WHAT TO PRODUCE: Select each line of the listing below that contains the string "green", and copy those lines out.

Records for pointing at named objects:
----------------

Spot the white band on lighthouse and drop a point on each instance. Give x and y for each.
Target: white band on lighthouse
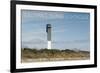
(49, 44)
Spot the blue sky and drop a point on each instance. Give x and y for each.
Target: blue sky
(70, 30)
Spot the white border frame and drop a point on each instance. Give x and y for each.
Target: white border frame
(20, 65)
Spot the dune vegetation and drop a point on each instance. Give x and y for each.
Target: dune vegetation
(40, 55)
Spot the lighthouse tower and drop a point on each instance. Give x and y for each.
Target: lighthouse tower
(48, 30)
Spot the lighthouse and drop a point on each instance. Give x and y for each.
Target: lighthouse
(48, 30)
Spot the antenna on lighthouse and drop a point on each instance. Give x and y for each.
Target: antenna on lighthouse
(48, 30)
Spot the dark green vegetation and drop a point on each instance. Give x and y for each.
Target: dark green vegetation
(34, 55)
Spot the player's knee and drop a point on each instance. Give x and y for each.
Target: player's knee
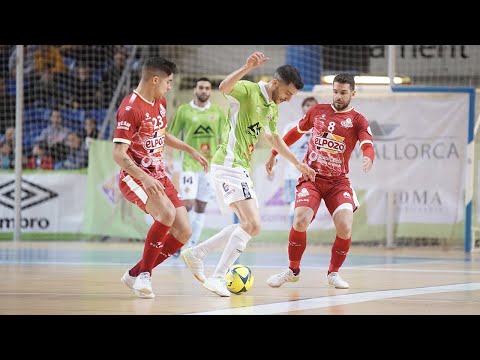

----------------

REPLY TO THE TASK:
Spot the dark green vegetation and drop a point on each instance. Give x and y for each.
Target: dark green vegetation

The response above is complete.